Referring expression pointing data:

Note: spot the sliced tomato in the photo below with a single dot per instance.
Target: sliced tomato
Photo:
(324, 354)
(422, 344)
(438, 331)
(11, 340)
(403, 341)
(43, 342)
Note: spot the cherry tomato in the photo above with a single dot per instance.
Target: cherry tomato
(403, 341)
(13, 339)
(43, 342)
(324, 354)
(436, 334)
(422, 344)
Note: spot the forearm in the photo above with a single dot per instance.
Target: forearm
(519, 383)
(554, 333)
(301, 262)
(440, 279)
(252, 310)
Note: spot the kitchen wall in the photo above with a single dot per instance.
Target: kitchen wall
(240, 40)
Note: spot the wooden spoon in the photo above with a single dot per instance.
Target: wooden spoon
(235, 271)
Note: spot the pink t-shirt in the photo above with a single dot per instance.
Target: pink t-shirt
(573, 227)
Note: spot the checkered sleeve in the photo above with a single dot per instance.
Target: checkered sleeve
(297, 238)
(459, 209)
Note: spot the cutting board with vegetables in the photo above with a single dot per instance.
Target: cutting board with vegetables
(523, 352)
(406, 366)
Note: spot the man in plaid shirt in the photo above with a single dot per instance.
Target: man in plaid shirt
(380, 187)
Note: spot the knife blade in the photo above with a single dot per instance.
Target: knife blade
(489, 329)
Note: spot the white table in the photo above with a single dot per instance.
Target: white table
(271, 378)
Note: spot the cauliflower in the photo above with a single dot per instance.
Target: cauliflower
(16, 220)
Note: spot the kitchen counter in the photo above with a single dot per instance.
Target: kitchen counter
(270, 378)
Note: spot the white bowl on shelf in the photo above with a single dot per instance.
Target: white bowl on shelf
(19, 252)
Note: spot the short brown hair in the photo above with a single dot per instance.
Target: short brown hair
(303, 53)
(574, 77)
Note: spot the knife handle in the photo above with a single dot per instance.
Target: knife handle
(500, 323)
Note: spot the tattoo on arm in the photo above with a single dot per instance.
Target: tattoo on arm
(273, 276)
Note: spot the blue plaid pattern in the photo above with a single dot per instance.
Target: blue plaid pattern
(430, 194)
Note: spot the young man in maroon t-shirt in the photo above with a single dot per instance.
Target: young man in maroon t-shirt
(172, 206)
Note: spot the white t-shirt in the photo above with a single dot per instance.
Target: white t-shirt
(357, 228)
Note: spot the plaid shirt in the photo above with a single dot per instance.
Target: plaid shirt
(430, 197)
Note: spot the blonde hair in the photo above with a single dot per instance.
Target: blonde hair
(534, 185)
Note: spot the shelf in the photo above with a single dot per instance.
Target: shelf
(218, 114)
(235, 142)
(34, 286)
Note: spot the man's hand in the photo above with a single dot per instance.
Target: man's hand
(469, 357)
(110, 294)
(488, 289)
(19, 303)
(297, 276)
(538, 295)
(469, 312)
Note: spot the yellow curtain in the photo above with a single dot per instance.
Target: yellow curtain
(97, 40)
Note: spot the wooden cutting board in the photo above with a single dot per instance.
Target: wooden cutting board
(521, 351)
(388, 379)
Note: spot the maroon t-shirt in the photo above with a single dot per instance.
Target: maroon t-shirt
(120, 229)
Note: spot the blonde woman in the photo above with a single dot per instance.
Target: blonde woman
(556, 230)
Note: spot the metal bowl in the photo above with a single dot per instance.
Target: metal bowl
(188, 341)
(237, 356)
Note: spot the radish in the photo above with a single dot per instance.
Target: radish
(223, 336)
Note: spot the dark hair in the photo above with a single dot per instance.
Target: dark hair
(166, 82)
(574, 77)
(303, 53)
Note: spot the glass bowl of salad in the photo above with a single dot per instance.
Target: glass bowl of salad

§ **Directions for this task**: Lines with "sliced": return each one from the data above.

§ **Output of the task**:
Note: spot the sliced tomato in the photo below with a single dot per instance.
Target: sliced tomato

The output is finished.